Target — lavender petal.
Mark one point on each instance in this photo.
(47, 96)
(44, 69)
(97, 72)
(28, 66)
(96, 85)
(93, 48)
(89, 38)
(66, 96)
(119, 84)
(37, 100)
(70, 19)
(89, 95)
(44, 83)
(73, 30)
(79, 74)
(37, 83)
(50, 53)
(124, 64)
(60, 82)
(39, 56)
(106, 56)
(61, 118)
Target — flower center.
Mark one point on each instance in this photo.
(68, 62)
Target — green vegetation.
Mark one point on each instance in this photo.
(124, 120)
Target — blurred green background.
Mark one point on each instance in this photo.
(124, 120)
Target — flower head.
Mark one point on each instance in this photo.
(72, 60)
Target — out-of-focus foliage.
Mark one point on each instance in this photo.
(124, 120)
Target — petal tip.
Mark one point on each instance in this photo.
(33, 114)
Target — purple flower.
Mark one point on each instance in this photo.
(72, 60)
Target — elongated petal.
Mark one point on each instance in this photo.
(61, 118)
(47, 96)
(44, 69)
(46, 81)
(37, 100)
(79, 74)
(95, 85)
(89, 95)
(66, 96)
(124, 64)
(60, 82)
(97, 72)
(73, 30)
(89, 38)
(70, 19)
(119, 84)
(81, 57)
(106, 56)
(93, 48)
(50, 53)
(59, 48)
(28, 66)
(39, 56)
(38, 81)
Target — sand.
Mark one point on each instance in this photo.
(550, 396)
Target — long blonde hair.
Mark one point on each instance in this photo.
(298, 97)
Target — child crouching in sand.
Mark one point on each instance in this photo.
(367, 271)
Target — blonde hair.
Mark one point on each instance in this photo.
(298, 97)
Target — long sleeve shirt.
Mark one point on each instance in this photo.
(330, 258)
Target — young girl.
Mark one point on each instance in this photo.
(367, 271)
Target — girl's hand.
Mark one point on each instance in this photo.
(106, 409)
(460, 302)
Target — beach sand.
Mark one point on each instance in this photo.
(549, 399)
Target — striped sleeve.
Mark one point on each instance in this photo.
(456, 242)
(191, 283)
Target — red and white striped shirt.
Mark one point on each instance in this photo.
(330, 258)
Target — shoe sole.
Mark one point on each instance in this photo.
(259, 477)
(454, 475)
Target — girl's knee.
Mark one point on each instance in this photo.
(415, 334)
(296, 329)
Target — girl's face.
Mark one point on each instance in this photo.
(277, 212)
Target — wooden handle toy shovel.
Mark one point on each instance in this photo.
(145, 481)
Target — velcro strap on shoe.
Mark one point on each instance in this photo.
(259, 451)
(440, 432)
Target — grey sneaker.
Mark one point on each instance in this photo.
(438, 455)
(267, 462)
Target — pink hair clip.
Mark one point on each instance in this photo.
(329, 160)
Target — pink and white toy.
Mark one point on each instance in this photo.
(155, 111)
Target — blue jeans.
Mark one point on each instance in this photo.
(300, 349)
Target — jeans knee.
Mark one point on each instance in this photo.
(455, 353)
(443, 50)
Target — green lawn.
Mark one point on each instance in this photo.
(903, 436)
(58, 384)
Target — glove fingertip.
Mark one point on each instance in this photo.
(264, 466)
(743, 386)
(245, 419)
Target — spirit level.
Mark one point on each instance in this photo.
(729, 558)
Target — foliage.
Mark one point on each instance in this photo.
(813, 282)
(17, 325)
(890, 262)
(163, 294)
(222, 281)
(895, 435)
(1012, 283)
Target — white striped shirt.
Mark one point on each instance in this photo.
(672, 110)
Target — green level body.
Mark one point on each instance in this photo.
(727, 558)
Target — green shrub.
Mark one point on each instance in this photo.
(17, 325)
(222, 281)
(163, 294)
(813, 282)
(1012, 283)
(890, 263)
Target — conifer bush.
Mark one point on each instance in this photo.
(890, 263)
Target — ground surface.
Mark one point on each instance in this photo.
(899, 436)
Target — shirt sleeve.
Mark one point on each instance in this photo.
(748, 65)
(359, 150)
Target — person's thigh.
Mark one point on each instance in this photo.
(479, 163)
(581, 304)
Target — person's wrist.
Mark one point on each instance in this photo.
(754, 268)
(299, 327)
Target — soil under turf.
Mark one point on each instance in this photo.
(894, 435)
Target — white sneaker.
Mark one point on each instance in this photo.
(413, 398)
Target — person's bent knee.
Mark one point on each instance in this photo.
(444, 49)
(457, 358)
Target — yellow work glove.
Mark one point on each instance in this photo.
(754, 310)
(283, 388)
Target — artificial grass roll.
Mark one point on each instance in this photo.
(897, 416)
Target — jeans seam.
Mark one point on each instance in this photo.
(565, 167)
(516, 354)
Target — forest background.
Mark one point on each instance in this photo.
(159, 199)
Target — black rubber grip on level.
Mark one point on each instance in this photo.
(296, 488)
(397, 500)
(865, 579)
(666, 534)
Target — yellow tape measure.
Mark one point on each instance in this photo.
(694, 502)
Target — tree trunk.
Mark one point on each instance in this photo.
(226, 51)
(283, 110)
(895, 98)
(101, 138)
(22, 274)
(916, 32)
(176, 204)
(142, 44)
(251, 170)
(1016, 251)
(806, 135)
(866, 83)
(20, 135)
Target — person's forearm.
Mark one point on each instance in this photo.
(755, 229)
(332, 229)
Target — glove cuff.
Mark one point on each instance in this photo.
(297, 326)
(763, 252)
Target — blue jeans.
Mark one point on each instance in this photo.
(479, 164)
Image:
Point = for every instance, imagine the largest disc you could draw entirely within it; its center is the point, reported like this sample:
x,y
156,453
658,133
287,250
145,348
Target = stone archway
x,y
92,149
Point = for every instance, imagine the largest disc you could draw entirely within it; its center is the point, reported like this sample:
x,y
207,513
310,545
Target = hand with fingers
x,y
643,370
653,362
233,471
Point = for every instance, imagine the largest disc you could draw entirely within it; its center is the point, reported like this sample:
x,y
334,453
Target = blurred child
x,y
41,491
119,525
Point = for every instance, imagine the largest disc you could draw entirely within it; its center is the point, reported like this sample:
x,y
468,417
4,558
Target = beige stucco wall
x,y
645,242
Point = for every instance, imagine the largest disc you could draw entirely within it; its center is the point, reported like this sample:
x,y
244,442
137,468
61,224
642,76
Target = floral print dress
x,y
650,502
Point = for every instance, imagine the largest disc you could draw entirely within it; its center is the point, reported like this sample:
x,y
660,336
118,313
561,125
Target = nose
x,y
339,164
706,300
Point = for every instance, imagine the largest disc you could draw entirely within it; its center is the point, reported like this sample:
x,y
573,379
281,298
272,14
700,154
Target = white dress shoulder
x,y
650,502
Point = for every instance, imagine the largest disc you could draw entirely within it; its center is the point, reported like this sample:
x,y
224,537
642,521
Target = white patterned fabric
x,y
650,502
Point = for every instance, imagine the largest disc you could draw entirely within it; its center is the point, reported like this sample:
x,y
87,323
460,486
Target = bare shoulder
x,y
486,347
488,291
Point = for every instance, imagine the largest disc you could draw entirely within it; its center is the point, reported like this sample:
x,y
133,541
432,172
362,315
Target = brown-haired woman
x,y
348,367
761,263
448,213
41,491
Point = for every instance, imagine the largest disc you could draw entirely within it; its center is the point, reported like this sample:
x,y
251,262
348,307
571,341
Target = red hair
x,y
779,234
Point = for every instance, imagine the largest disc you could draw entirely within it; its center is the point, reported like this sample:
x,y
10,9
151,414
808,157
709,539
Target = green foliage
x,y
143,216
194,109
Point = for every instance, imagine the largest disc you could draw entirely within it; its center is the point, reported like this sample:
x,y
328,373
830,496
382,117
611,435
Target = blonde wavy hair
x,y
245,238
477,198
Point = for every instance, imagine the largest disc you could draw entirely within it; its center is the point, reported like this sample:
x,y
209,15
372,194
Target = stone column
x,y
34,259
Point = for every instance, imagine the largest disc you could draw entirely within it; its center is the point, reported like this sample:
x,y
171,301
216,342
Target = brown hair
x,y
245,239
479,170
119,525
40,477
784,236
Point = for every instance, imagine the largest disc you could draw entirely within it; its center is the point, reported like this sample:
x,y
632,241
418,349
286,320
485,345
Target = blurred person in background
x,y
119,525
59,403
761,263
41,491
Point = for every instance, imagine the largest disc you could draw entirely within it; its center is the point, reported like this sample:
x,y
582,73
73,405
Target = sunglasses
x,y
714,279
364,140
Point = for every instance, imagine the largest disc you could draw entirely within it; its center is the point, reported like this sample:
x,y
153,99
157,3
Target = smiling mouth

————————

Pick out every line in the items above that contains the string "pink", matching case exactly, and copy each of those lines in full.

Target — pink hair clip.
Target — pink and white toy.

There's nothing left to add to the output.